Challenge 1: Reproduce the passage of the court opinion from "It is true, the" up to and including "to this Court.".

Document extract:
It is true, the Legislature has not thought proper to pronounce such a case as this a legal bar against the State, as they have done where the boundaries were known and visible, but have left it, as before the act, to depend upon its own circumstances. I cannot, therefore, assent to the proposition contended for, that this act is to be considered as a repeal of the common law.


I shall state the points and then give the answers on each question submitted to this Court.

1st Question: was it lawful for the defendants to give evidence of possession prior to 1780 and 1782, the commencement of the only title they exhibited?

Answer: The defendants rested their defense upon length of possession, connected with a chain of circumstances, as evidence to presume a grant had once issued. And it was quite immaterial whether the grant issued to that person under whom they immediately claimed, or whether it issued to any person or persons no way connected with them. It is a principle of law, too well settled to be now disputed, that the State (575) has no power to grant lands which have once been granted. Whether the defendants or those under whom they claim, had invaded the right or title of any citizen or citizens is not the inquiry before the Court. Nor will the determination affect the rights of any third persons. All the defendants had to do was to show that the State was barred, on the ground that it had at some former period made a grant of these very lands to some other person. A great length of possession has been held prima facie evidence of a grant, both in England and many of the states, and the court did right in suffering the defendants to prove it as far back as possible. Badle v. Beard, 12 Rep., 5; Cowp. Rep. 102; 3 Term, 158; 7 Term, 492; 11 East, 488; 4 Bur; 1963; 3 East, 298, 302. Archer v. Sadler, 2 Hen. Mun., 370; Hanks v. Tucker, 1 N.C.; Alston v. Saunders, 1 Bay., 26; Phillips, 119, 120.

Task inputs:
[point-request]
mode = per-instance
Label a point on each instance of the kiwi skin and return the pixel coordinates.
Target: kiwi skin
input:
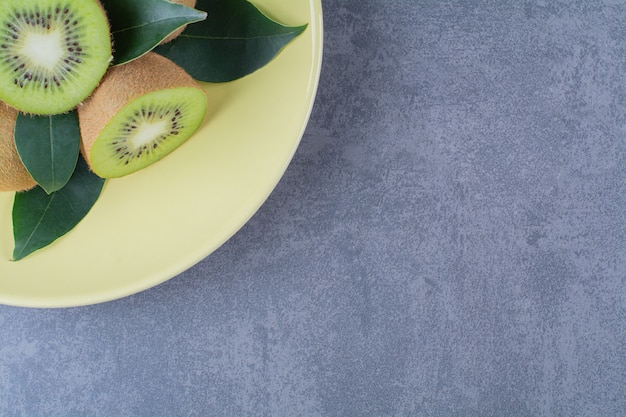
(13, 175)
(173, 35)
(122, 84)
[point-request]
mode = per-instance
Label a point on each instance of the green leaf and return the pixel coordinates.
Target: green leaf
(48, 146)
(235, 40)
(137, 26)
(39, 218)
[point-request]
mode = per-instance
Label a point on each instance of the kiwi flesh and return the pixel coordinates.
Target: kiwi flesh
(13, 175)
(173, 35)
(53, 53)
(140, 112)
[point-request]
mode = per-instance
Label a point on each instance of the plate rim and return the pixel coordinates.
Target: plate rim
(176, 268)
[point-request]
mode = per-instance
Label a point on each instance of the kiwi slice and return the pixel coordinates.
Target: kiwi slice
(13, 175)
(140, 112)
(53, 53)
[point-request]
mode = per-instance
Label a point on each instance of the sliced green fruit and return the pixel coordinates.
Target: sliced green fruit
(53, 53)
(141, 112)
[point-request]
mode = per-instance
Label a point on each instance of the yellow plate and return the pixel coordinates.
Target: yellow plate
(154, 224)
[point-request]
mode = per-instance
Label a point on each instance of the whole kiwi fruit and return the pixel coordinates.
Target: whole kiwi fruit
(53, 53)
(13, 175)
(140, 112)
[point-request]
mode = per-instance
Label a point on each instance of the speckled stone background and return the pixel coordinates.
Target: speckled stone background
(448, 241)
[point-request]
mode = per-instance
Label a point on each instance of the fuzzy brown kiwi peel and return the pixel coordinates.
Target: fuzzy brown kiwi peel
(13, 174)
(140, 112)
(53, 53)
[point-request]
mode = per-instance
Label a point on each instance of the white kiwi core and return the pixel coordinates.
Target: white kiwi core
(43, 49)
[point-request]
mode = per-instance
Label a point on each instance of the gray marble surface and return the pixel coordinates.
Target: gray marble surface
(448, 241)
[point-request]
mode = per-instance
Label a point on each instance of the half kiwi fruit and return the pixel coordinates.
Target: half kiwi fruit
(13, 174)
(53, 53)
(141, 112)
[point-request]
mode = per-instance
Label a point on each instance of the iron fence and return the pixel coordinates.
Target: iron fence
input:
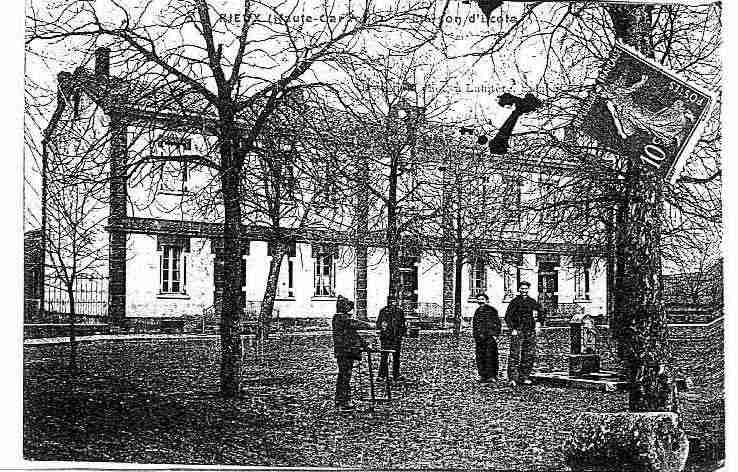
(90, 300)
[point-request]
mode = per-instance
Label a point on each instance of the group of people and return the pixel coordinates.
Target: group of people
(524, 317)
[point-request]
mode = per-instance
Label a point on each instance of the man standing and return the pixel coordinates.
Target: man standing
(524, 317)
(347, 347)
(391, 328)
(486, 327)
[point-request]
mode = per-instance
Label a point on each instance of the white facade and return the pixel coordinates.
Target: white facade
(145, 298)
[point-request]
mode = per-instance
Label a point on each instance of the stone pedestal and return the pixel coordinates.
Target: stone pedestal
(647, 442)
(583, 364)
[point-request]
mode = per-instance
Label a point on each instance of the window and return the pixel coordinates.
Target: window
(173, 264)
(549, 213)
(511, 275)
(173, 270)
(477, 278)
(174, 177)
(581, 279)
(36, 284)
(513, 197)
(324, 270)
(286, 280)
(286, 288)
(324, 280)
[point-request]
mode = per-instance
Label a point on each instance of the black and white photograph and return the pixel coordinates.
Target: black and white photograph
(373, 235)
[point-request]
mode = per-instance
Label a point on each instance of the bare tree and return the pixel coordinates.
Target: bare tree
(607, 199)
(240, 74)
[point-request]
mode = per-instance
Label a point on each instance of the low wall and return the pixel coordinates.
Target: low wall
(696, 353)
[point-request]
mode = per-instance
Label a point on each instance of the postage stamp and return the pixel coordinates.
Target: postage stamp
(643, 111)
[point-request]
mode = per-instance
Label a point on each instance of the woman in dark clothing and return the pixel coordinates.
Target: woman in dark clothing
(347, 347)
(486, 326)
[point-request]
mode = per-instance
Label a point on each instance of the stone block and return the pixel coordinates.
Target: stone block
(582, 364)
(634, 442)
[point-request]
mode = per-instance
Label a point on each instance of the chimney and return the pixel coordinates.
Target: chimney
(102, 63)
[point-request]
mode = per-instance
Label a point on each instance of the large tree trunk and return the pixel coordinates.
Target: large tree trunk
(230, 368)
(72, 333)
(639, 316)
(362, 230)
(393, 253)
(267, 304)
(458, 266)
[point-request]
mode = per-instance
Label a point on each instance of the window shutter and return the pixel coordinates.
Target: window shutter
(184, 273)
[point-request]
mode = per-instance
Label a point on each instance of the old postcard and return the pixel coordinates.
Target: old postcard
(375, 234)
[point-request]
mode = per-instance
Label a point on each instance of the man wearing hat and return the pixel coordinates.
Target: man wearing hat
(347, 347)
(391, 328)
(524, 317)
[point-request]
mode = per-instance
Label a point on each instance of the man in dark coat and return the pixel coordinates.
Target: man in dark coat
(524, 317)
(347, 347)
(391, 328)
(486, 327)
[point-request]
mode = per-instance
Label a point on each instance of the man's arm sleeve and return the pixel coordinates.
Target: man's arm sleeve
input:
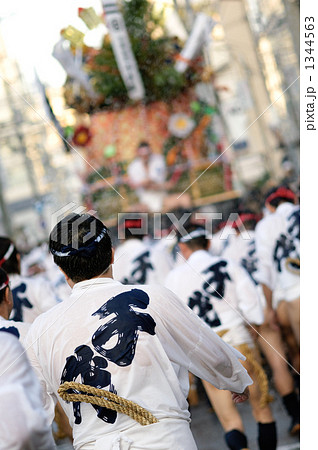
(192, 344)
(48, 398)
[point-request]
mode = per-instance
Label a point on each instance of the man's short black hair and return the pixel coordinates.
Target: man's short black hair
(196, 243)
(81, 246)
(278, 199)
(12, 264)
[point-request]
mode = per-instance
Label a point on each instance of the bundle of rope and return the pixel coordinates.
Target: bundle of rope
(101, 397)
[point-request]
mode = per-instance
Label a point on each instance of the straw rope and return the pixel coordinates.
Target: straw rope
(95, 396)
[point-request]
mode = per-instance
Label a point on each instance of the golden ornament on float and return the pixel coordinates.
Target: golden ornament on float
(180, 125)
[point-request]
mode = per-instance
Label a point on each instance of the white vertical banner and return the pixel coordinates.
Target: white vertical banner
(122, 49)
(199, 35)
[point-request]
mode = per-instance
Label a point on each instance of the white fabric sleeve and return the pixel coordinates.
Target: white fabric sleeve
(264, 273)
(23, 422)
(249, 301)
(48, 398)
(192, 344)
(171, 282)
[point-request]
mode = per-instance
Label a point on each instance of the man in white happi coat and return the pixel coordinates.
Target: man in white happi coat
(137, 261)
(241, 248)
(277, 246)
(31, 297)
(19, 329)
(136, 342)
(147, 175)
(225, 297)
(23, 421)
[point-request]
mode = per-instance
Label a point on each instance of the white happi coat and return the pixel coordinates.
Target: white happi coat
(276, 238)
(220, 292)
(241, 249)
(134, 263)
(31, 297)
(156, 171)
(20, 329)
(23, 422)
(139, 343)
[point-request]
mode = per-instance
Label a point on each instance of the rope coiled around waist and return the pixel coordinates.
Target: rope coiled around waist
(95, 396)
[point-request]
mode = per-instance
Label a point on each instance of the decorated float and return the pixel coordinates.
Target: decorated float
(142, 85)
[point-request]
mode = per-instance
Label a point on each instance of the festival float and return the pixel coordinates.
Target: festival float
(142, 85)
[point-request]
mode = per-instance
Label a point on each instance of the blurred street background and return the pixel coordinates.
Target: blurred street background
(219, 98)
(212, 85)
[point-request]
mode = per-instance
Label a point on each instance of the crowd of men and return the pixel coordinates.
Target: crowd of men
(100, 338)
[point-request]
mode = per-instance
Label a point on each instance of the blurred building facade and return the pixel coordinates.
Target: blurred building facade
(37, 177)
(254, 53)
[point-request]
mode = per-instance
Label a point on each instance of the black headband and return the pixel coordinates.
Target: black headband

Challenge 2: Return each line of the listing above that contains the word "window".

Task response 1:
It is true, the Legislature has not thought proper to pronounce such a case as this a legal bar against the State, as they have done where the boundaries were known and visible, but have left it, as before the act, to depend upon its own circumstances. I cannot, therefore, assent to the proposition contended for, that this act is to be considered as a repeal of the common law.


I shall state the points and then give the answers on each question submitted to this Court.

Task response 2:
Label a point on each instance of the window and return the pixel coordinates.
Target: window
Label a point on each instance of the window shutter and return the pixel coordinates.
Target: window shutter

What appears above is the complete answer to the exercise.